◆ Work required:
Emit an exact copy of the lines running from the start of the records to the line containing "positive clicks: (18, 340) (171, 326)", both included.

Data items:

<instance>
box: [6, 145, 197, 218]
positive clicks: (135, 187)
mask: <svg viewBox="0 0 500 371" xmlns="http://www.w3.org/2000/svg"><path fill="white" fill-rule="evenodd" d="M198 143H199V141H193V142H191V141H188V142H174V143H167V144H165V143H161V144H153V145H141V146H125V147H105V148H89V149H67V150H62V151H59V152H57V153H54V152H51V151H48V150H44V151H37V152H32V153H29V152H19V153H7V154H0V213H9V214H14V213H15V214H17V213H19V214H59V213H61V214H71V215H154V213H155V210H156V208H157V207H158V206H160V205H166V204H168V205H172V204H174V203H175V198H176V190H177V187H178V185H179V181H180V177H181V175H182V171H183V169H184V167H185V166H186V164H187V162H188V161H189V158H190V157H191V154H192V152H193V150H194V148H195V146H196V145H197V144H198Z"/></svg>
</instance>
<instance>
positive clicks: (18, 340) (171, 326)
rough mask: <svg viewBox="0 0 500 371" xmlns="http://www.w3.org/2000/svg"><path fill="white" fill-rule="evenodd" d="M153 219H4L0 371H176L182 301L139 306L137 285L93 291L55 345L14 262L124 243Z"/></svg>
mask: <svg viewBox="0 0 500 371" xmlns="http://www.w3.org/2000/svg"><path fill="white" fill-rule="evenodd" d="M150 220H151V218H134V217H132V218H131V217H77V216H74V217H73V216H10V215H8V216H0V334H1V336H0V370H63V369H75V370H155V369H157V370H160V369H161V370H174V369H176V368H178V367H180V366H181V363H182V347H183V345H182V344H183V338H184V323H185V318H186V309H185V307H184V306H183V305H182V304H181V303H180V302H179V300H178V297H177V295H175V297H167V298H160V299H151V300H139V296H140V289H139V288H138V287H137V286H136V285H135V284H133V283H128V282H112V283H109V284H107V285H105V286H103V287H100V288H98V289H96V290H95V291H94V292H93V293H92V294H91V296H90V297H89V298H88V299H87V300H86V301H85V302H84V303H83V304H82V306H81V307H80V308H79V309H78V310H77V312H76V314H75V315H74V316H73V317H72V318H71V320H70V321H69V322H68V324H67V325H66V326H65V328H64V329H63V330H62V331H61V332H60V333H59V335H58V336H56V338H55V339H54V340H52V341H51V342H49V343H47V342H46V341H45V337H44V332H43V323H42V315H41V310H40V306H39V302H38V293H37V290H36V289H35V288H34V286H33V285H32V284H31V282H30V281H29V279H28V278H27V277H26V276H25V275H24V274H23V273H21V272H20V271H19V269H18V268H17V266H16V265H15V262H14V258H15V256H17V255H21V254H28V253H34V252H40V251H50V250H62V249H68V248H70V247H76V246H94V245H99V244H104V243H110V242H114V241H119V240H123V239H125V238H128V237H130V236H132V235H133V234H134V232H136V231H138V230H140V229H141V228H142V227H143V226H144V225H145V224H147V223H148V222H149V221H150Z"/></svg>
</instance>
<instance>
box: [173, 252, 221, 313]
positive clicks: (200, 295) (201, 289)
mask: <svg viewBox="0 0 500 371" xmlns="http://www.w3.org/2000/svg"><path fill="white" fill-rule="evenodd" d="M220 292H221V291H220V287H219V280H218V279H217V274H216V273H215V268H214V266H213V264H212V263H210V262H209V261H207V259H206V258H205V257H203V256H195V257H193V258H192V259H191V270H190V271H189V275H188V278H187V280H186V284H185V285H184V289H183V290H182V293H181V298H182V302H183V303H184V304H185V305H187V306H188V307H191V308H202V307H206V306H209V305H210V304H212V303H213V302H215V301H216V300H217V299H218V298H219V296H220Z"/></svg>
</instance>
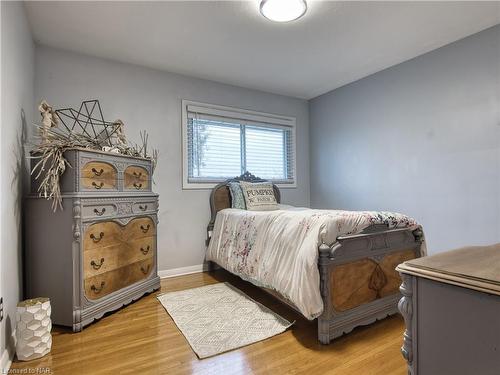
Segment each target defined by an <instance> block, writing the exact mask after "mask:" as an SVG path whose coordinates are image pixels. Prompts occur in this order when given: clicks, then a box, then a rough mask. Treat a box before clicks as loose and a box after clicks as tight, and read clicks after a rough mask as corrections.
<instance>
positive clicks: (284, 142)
mask: <svg viewBox="0 0 500 375" xmlns="http://www.w3.org/2000/svg"><path fill="white" fill-rule="evenodd" d="M196 109H199V108H196ZM207 112H208V111H207ZM238 117H247V118H238ZM238 117H228V116H222V115H220V114H219V113H214V112H211V113H204V112H201V111H196V112H195V111H188V112H187V164H188V176H187V177H188V182H189V183H197V182H198V183H206V182H218V181H222V180H224V179H227V178H231V177H235V176H238V175H240V174H242V173H244V172H246V171H248V172H250V173H252V174H254V175H256V176H259V177H261V178H264V179H268V180H272V181H274V182H277V183H282V184H287V183H288V184H293V183H294V182H295V176H294V172H295V155H294V139H293V135H294V134H293V133H294V132H293V127H292V126H287V125H282V124H276V123H270V122H263V121H262V120H269V121H273V118H270V119H267V118H265V117H263V116H258V117H251V118H250V119H249V118H248V116H244V115H243V116H238ZM254 119H255V120H259V121H254ZM276 122H280V121H279V120H278V121H276Z"/></svg>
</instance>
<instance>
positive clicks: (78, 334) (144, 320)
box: [11, 270, 407, 375]
mask: <svg viewBox="0 0 500 375" xmlns="http://www.w3.org/2000/svg"><path fill="white" fill-rule="evenodd" d="M223 281H228V282H230V283H231V284H233V285H235V286H236V287H238V288H240V289H241V290H243V291H244V292H245V293H247V294H248V295H249V296H250V297H252V298H254V299H255V300H257V301H259V302H261V303H263V304H264V305H266V306H268V307H269V308H271V309H272V310H274V311H276V312H277V313H279V314H281V315H282V316H283V317H285V318H286V319H289V320H295V321H296V323H295V325H294V326H293V327H292V328H291V329H290V330H288V331H287V332H285V333H283V334H281V335H278V336H275V337H272V338H270V339H267V340H265V341H261V342H258V343H255V344H253V345H249V346H246V347H244V348H241V349H238V350H234V351H231V352H228V353H224V354H221V355H218V356H215V357H212V358H207V359H203V360H199V359H198V358H197V357H196V355H195V354H194V352H193V351H192V350H191V348H190V347H189V344H188V343H187V341H186V340H185V339H184V336H183V335H182V334H181V333H180V331H179V330H178V329H177V327H176V326H175V324H174V322H173V321H172V319H170V316H169V315H168V314H167V313H166V311H165V310H164V308H163V307H162V306H161V304H160V303H159V302H158V301H157V299H156V298H155V296H156V294H158V293H153V294H150V295H148V296H145V297H143V298H142V299H140V300H139V301H137V302H135V303H133V304H131V305H129V306H127V307H125V308H122V309H121V310H119V311H117V312H115V313H113V314H110V315H108V316H105V317H104V318H102V319H101V320H99V321H97V322H96V323H94V324H92V325H90V326H88V327H87V328H85V329H84V330H83V331H82V332H80V333H71V332H70V331H69V330H67V329H64V328H60V327H56V328H54V329H53V346H52V352H51V353H50V354H49V355H47V356H46V357H44V358H41V359H39V360H34V361H31V362H17V361H16V362H14V363H13V364H12V367H11V369H12V370H13V371H12V373H36V374H42V373H45V374H92V375H98V374H141V375H142V374H224V375H226V374H273V375H279V374H308V375H313V374H335V375H352V374H360V375H375V374H380V375H392V374H397V375H406V374H407V372H406V364H405V362H404V360H403V358H402V356H401V354H400V352H399V348H400V346H401V343H402V333H403V320H402V318H401V317H400V316H393V317H390V318H387V319H384V320H382V321H380V322H376V323H374V324H372V325H370V326H367V327H360V328H357V329H355V330H354V331H353V332H351V333H350V334H348V335H344V336H343V337H341V338H338V339H336V340H334V342H333V343H332V344H330V345H321V344H320V343H319V342H318V341H317V339H316V322H315V321H314V322H309V321H307V320H306V319H304V318H302V317H301V316H300V315H299V314H297V313H295V312H294V311H292V310H291V309H289V308H288V307H286V306H284V305H283V304H281V303H280V302H278V301H277V300H275V299H274V298H273V297H271V296H269V295H267V293H265V292H263V291H261V290H259V289H258V288H256V287H254V286H252V285H250V284H248V283H246V282H244V281H242V280H240V279H239V278H237V277H235V276H233V275H230V274H229V273H227V272H225V271H223V270H219V271H216V272H212V273H199V274H193V275H187V276H180V277H176V278H171V279H164V280H162V287H161V292H169V291H174V290H182V289H188V288H193V287H197V286H202V285H207V284H212V283H216V282H223ZM37 368H38V372H30V370H28V369H32V371H36V370H34V369H37ZM20 369H26V370H24V371H26V372H21V371H19V372H16V371H15V370H20ZM43 371H46V372H43Z"/></svg>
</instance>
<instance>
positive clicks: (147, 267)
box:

◆ Written solution:
<instance>
box: [6, 145, 197, 218]
positive clicks: (135, 187)
mask: <svg viewBox="0 0 500 371" xmlns="http://www.w3.org/2000/svg"><path fill="white" fill-rule="evenodd" d="M198 143H199V141H193V142H191V141H188V142H174V143H167V144H165V143H161V144H153V145H141V146H125V147H105V148H89V149H67V150H62V151H59V152H57V153H54V152H51V151H48V150H44V151H37V152H32V153H29V152H19V153H7V154H0V213H9V214H14V213H15V214H17V213H19V214H59V213H61V214H71V215H154V213H155V210H156V208H157V207H158V206H160V205H166V204H168V205H172V204H174V203H175V198H176V190H177V187H178V185H179V181H180V177H181V175H182V171H183V169H184V167H185V166H186V164H187V162H188V161H189V158H190V157H191V154H192V152H193V150H194V148H195V146H196V145H197V144H198Z"/></svg>
</instance>
<instance>
positive clicks: (18, 340) (171, 326)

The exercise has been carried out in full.